Data records
--- Start ---

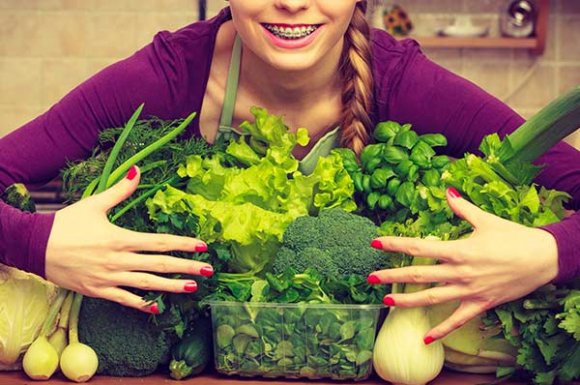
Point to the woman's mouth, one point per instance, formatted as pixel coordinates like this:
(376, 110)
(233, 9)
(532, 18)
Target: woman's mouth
(291, 32)
(291, 36)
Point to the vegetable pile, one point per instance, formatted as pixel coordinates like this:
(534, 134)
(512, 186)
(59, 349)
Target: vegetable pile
(291, 255)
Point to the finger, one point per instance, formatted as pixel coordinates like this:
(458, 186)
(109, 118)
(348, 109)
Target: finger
(467, 210)
(152, 282)
(433, 296)
(414, 274)
(466, 312)
(160, 264)
(118, 192)
(427, 248)
(128, 240)
(125, 298)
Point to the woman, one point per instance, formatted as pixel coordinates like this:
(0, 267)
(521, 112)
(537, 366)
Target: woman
(313, 61)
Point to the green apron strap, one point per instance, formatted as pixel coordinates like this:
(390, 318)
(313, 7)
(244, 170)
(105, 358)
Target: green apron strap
(227, 116)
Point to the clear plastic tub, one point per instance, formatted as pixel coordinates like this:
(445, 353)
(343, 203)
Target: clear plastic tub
(294, 340)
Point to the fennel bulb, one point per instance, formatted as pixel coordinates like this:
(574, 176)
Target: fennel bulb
(24, 303)
(400, 355)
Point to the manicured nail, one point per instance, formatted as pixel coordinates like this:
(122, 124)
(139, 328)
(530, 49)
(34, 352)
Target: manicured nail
(427, 340)
(200, 248)
(377, 244)
(190, 287)
(373, 279)
(132, 173)
(388, 301)
(206, 271)
(453, 193)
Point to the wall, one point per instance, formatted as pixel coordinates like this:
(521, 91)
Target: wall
(49, 46)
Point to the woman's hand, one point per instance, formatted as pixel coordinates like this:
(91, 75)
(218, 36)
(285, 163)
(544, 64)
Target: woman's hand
(500, 262)
(88, 254)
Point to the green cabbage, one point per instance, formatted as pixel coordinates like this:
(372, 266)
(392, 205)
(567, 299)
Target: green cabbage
(24, 303)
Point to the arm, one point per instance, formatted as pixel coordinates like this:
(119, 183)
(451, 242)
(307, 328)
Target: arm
(435, 100)
(36, 152)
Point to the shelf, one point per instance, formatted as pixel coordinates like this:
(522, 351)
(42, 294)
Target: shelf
(535, 44)
(446, 378)
(476, 42)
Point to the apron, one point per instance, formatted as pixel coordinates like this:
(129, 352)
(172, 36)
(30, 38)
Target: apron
(322, 148)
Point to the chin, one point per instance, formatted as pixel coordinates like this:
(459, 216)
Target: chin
(292, 62)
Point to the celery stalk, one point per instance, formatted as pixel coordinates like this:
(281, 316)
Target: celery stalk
(546, 128)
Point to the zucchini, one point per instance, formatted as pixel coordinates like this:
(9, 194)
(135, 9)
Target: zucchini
(192, 354)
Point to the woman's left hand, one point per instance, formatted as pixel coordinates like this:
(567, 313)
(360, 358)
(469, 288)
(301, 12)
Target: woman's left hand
(500, 262)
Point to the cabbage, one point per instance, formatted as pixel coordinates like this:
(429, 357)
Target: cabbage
(24, 303)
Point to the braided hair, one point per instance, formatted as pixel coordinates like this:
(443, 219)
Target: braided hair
(357, 75)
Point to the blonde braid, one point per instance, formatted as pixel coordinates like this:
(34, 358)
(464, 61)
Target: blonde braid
(357, 94)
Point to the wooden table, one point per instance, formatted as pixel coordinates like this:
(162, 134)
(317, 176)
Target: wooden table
(447, 378)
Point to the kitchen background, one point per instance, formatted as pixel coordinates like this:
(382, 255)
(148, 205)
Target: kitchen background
(49, 46)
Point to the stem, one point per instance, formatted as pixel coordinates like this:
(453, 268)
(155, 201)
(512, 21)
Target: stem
(122, 169)
(535, 304)
(546, 128)
(65, 311)
(151, 166)
(117, 149)
(142, 198)
(53, 313)
(415, 287)
(90, 188)
(73, 330)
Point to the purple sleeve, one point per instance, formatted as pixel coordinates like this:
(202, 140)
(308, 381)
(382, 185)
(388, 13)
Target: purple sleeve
(435, 100)
(36, 152)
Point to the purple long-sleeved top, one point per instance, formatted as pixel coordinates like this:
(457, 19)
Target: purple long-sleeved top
(170, 76)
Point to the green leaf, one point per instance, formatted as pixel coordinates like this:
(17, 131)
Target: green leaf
(225, 335)
(406, 194)
(395, 155)
(406, 139)
(434, 140)
(421, 154)
(386, 130)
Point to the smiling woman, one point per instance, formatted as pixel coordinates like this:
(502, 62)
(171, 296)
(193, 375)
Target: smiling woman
(318, 63)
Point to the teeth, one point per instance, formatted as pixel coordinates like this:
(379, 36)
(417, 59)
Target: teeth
(291, 33)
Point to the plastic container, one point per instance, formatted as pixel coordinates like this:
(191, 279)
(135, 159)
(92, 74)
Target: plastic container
(294, 340)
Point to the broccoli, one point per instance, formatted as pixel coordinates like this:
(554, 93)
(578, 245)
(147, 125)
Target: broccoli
(127, 343)
(336, 243)
(18, 197)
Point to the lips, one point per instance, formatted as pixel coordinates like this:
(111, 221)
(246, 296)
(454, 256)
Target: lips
(291, 37)
(291, 32)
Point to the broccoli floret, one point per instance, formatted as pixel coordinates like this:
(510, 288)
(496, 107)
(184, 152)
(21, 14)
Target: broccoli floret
(336, 243)
(18, 196)
(127, 343)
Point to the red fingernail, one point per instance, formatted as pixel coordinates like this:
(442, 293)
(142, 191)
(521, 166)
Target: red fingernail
(190, 287)
(206, 271)
(377, 244)
(427, 340)
(132, 173)
(453, 192)
(201, 248)
(388, 301)
(373, 279)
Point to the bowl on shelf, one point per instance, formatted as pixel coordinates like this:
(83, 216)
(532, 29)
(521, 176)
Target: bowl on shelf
(312, 341)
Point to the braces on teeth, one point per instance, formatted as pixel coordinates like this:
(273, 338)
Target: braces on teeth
(291, 33)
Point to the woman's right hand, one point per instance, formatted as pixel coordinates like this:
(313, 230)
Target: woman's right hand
(88, 254)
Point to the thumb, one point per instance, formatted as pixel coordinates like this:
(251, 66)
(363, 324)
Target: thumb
(119, 192)
(465, 209)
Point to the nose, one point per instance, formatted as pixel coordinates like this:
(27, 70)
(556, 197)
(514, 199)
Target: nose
(293, 5)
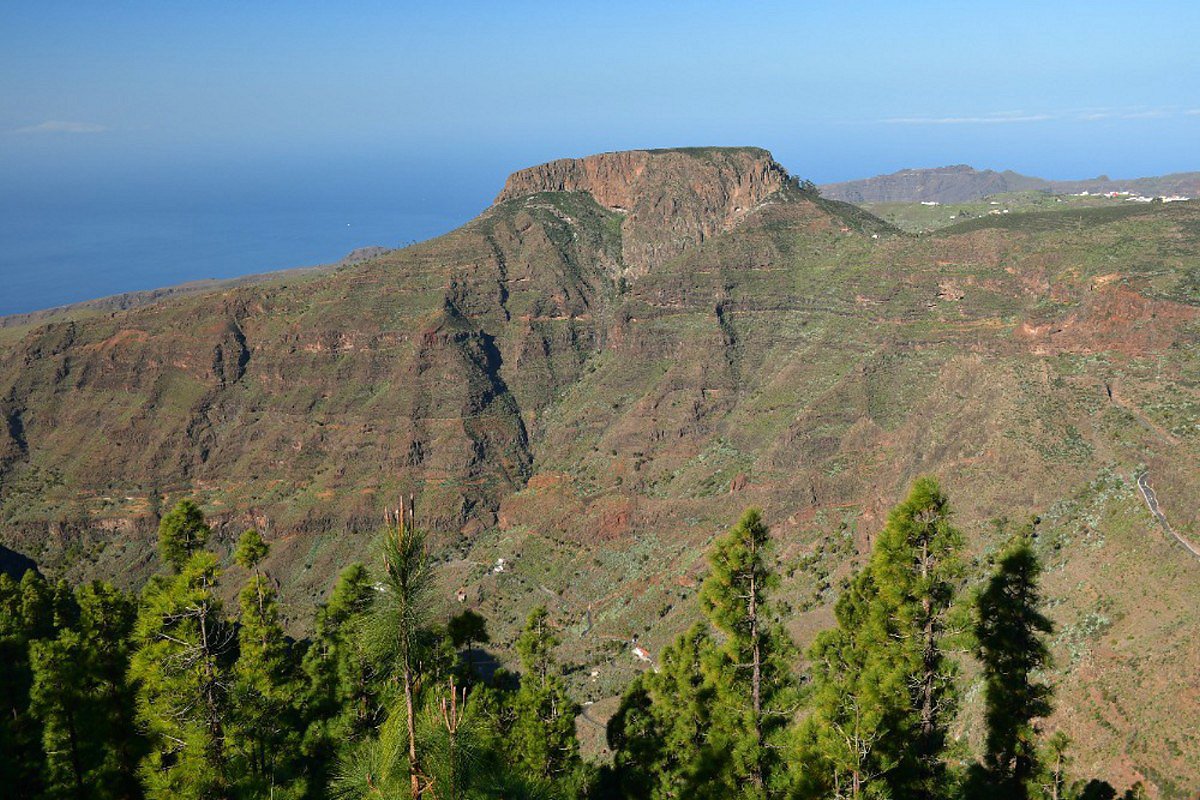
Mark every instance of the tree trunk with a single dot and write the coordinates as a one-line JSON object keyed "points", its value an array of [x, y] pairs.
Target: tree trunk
{"points": [[756, 679], [413, 769], [215, 747]]}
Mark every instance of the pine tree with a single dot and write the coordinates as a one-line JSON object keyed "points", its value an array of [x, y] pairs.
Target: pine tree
{"points": [[82, 697], [1054, 764], [396, 635], [915, 567], [265, 727], [181, 533], [1011, 631], [882, 685], [852, 693], [181, 668], [682, 698], [544, 731], [635, 740], [27, 615], [750, 674]]}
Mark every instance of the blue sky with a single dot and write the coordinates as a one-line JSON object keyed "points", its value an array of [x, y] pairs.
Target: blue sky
{"points": [[466, 92]]}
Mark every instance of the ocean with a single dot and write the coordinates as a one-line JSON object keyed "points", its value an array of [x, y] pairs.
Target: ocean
{"points": [[95, 240]]}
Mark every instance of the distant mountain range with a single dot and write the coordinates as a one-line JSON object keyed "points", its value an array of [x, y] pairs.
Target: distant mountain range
{"points": [[963, 184]]}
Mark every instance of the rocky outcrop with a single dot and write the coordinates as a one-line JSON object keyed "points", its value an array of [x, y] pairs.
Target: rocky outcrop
{"points": [[672, 199]]}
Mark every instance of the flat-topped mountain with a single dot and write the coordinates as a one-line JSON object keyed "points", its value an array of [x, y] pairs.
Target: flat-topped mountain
{"points": [[963, 184], [667, 199], [604, 368]]}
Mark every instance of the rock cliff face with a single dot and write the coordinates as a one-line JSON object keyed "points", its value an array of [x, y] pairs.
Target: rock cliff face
{"points": [[671, 199]]}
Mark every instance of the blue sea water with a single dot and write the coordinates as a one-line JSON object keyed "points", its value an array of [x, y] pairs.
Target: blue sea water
{"points": [[96, 239]]}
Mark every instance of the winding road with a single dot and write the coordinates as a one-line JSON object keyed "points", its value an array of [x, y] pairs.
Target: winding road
{"points": [[1151, 499]]}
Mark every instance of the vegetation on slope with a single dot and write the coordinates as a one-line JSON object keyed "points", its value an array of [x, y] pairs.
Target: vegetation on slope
{"points": [[166, 696]]}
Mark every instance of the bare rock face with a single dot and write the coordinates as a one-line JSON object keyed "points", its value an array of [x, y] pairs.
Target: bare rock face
{"points": [[672, 199]]}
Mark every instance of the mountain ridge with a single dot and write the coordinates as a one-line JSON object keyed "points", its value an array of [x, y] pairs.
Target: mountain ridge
{"points": [[594, 422], [963, 184]]}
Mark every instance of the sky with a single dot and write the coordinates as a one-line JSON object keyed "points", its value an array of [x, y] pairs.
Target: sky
{"points": [[436, 102]]}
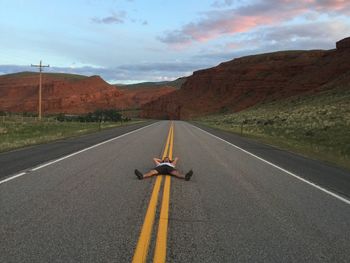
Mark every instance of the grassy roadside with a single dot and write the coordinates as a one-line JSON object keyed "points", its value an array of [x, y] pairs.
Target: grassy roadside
{"points": [[17, 133], [317, 126]]}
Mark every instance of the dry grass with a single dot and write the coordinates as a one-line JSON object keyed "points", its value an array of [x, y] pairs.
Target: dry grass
{"points": [[317, 126], [16, 132]]}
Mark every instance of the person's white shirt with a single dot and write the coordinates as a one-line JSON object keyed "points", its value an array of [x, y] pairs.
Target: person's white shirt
{"points": [[166, 163]]}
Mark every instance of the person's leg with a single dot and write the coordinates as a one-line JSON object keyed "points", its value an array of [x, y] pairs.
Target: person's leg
{"points": [[177, 174], [150, 173]]}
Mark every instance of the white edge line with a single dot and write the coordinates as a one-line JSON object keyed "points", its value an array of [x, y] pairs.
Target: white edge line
{"points": [[72, 154], [280, 168]]}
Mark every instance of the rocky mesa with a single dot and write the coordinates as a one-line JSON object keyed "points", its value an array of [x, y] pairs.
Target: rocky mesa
{"points": [[68, 93], [247, 81]]}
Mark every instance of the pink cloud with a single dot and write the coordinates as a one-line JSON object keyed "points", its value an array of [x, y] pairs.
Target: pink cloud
{"points": [[243, 19]]}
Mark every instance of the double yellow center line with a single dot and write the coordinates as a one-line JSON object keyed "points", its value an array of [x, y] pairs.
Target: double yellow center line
{"points": [[141, 251]]}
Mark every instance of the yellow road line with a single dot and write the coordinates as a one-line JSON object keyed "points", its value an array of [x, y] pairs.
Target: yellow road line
{"points": [[161, 244], [141, 251]]}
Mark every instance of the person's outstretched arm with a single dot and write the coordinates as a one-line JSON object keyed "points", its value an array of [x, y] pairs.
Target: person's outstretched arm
{"points": [[157, 161], [175, 161]]}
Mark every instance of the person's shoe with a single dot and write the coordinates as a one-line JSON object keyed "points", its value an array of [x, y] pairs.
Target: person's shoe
{"points": [[139, 174], [188, 175]]}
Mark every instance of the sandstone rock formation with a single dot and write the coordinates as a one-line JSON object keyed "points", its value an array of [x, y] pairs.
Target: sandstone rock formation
{"points": [[247, 81], [343, 44], [19, 93]]}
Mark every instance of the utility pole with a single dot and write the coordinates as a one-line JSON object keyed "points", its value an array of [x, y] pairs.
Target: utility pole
{"points": [[40, 66]]}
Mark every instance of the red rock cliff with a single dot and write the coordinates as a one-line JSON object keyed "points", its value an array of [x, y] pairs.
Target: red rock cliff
{"points": [[70, 94]]}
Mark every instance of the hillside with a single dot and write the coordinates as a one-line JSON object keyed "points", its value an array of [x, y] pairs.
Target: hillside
{"points": [[244, 82], [70, 93], [317, 125], [61, 93]]}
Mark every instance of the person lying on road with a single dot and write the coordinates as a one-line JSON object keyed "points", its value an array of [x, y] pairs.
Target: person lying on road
{"points": [[164, 167]]}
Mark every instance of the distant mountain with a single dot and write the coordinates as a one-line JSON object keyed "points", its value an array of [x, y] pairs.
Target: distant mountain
{"points": [[244, 82], [61, 93], [175, 84], [70, 93]]}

--- End ---

Short task: Take the line holding "Mark every instance of the person's shoe" and all lines after it through the end of the data, and set them down exactly.

Task output:
Mark every instance of the person's shoe with a single dot and write the coordinates as a one-line JSON object keyed "points", its value an array of [x, y] pairs.
Target: person's shoe
{"points": [[139, 174], [188, 175]]}
Mark every instance of the sandstone rock formation with a single dot and write the coordinates as a one-line JSON object keyed "points", its value an array of [x, y] pairs.
Target: sandstone rock formation
{"points": [[247, 81], [343, 44], [19, 93]]}
Mark every instance of the utility pole with a single dot and write the coordinates as a one-line JSON object keyed "points", its value an array of [x, y] pairs.
Target: utility pole
{"points": [[40, 66]]}
Mark every instance of the red rock cliff with a single dot and write the coordinates as a one-line JSON object keyed "points", its value an array of [x, y] pairs.
Target: red rock cliff
{"points": [[70, 94]]}
Mark every instance of the hillside with a single dot and write the coordinates as a one-line JSON object keyed "points", its value an array of [x, y] pairs.
Target: hillside
{"points": [[244, 82], [70, 93], [317, 125], [61, 93]]}
Mark every instance of the person lying on road with a single dot and write the coordinates as a one-line JSON object keyed "points", its value an array of [x, y] pairs.
Target: person lying on road
{"points": [[164, 167]]}
Mark every instance of the distant mountain with a single dot and write the coordinates as a one-line JSON object keyed "points", its value an array of [x, y] pairs.
Target: distant mountain
{"points": [[244, 82], [61, 93], [175, 84], [70, 93]]}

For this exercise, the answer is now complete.